:: Task statement ::
Which lines in the listing below contain the word "tree"? Find and copy each of them.

:: Information given ::
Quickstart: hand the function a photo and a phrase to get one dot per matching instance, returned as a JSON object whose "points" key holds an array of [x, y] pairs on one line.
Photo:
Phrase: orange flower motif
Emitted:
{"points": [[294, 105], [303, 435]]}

--

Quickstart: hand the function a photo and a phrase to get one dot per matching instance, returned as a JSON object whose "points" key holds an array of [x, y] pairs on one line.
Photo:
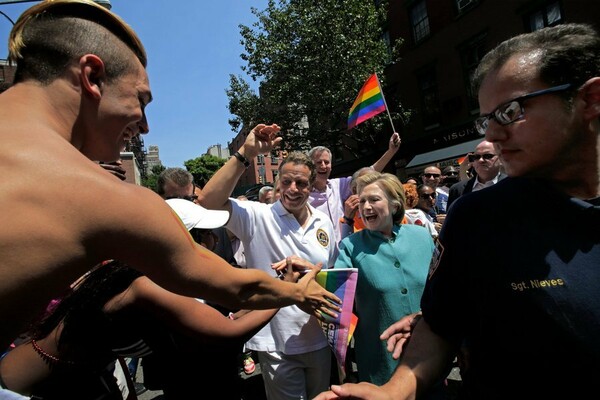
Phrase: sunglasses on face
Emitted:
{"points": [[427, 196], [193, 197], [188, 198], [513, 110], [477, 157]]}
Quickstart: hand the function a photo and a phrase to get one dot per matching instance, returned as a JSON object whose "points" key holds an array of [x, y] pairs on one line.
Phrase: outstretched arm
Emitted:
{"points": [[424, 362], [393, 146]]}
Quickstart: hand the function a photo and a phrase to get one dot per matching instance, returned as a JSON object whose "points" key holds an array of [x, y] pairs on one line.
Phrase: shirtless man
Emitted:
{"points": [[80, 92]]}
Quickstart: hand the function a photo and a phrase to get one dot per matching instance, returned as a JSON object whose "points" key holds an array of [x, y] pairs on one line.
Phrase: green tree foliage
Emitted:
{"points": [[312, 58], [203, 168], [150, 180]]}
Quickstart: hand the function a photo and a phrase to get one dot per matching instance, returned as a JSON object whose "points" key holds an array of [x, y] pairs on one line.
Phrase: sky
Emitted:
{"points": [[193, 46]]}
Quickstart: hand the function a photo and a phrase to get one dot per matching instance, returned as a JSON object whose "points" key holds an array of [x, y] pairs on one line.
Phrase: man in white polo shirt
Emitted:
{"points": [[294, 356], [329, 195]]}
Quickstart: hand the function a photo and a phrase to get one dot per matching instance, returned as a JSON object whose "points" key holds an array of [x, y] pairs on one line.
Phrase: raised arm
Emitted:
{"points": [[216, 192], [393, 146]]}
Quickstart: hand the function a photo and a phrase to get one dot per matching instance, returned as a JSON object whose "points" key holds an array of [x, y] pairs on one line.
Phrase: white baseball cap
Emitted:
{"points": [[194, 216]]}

* * *

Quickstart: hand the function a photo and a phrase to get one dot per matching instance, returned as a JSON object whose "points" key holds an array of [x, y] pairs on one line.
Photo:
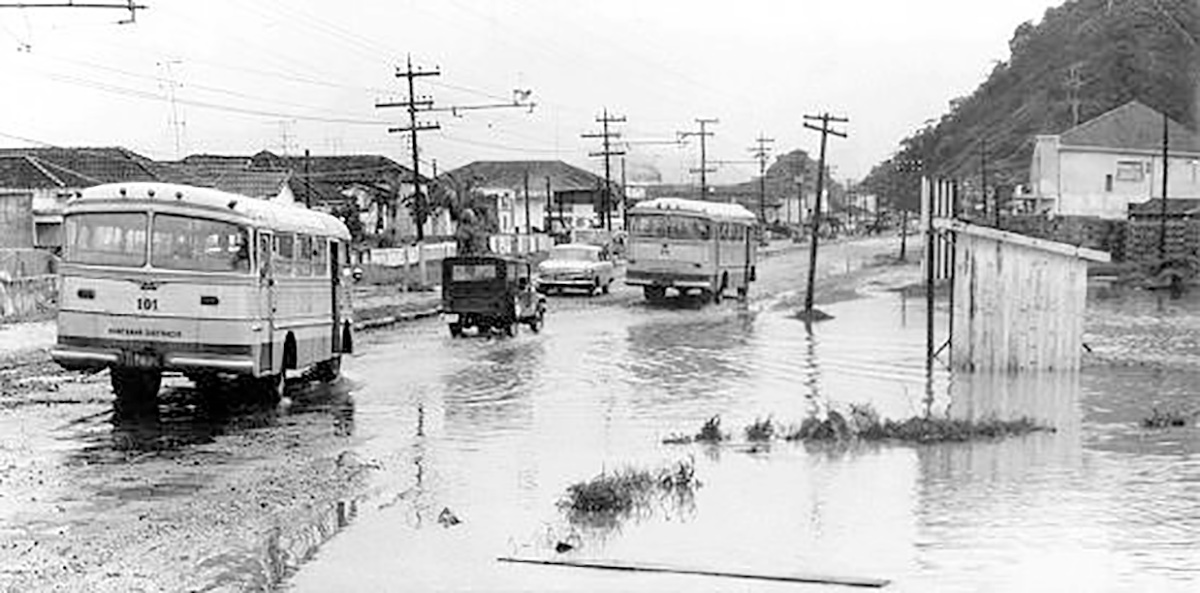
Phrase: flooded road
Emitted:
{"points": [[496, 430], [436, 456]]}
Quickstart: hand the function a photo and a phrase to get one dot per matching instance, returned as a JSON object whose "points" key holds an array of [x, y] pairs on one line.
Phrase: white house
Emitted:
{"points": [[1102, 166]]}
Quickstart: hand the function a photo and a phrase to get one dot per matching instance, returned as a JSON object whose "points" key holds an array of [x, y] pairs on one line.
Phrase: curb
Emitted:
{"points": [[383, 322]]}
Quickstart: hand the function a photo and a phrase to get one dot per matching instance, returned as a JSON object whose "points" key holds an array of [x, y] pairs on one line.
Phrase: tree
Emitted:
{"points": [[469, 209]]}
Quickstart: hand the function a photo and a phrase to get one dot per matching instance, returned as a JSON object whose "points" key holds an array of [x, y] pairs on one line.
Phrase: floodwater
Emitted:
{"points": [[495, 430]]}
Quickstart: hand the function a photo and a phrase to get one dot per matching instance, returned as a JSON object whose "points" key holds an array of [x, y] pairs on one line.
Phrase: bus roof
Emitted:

:: The answer ::
Phrase: green tree foliage
Phrase: tree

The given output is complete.